PROBLEMS AND TASKS ->
- A) In the passage on vitamin A and cod liver oil, what fraction of North Atlantic fish oil samples does the quoted industry representative say might show a contaminant?
- B) Extend the passage on vitamin A and cod liver oil, picking up after its final sentence.

The researchers did not specify the type of vitamin A in oil-based preparations–was it natural vitamin A in (or added back to) cod liver oil, or synthetic vitamin A in cod liver oil or some other kind of oil? In any case, this study indicates that as far as toxicity is concerned, even synthetic vitamin A is safe when added to cod liver oil. It may not be as effective or beneficial, however, because natural vitamin A is composed of a variety of isomers that have varying degrees of activity and play a variety of roles in the body chemistry.

I did locate other natural high-vitamin cod liver oils produced in a low-tech manufacturing environment in many parts of the world, such as China and India, but what I found was an industry that did not measure or care about contaminant levels. I discussed these oils with various representatives of the industry and they confirmed my findings. “Rarely do we find a contaminated fish oil from the North Atlantic region. Maybe one in a hundred fish oil samples we will find a contaminant and usually it will be very minimal, perhaps one element slightly higher than standard out of several hundred tested. We do find contaminated fish oils from other parts of the world, such as China.”

RECORDED DATA ->

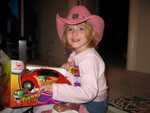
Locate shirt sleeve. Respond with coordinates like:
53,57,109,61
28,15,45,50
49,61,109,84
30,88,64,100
53,55,102,103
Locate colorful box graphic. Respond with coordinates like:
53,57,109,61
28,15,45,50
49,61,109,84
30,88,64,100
0,60,79,107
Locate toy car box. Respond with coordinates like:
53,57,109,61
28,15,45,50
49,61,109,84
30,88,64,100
0,60,79,107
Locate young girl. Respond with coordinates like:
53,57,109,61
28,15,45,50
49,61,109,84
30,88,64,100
40,6,107,113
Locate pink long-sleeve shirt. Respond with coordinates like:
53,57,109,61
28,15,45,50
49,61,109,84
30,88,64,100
52,48,107,103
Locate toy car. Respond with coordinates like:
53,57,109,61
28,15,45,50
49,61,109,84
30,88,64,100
21,68,71,91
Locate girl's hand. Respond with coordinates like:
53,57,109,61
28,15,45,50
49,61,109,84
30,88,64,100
61,61,75,71
39,84,53,93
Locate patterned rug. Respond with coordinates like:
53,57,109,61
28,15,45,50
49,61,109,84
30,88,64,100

PER-TASK OUTPUTS ->
- A) Maybe one in a hundred.

- B)
Purity will be the focus as the industry readies for a big boom in the fish oil market. This big boom will be driven by food manufacturing and the pharmaceutical industry. The emphaisis will be–indeed already is–on the fatty acids EPA and DHA, not the vitamins, since the vitamins are removed by the processing and the fatty acids are not. Natural vitamin cod liver oil is not wagging the dog in this new emerging market. In my opinion, good quality cod liver oil, as defined by oil that is clean and contains a natural high-vitamin content, has the potential to become a thing of the past as this product is no longer a focus of the market, in fact hasn’t been for years.

It seems to me that development of a quality cod liver oil manufacturing ability in the US–where there is growing consumer demand for such a product–is a necessary step to ensure the continued existence of this endangered species.

If it is not necessary to purify cod liver oil–and if obtaining high-vitamin cod liver oil is going to become more and more difficult–resourceful folk can fill the gap by making their own, as the Eskimos did. That means keeping the livers from those “lawyers” you catch, simmering them in water and then chilling to remove the oil. And since cod can be farmed, why not grow them in clean, freshwater ponds on farms throughout America? That way, when you pick up your meat, dairy products and eggs at the farm store, you can pick up locally produced cod liver oil as well.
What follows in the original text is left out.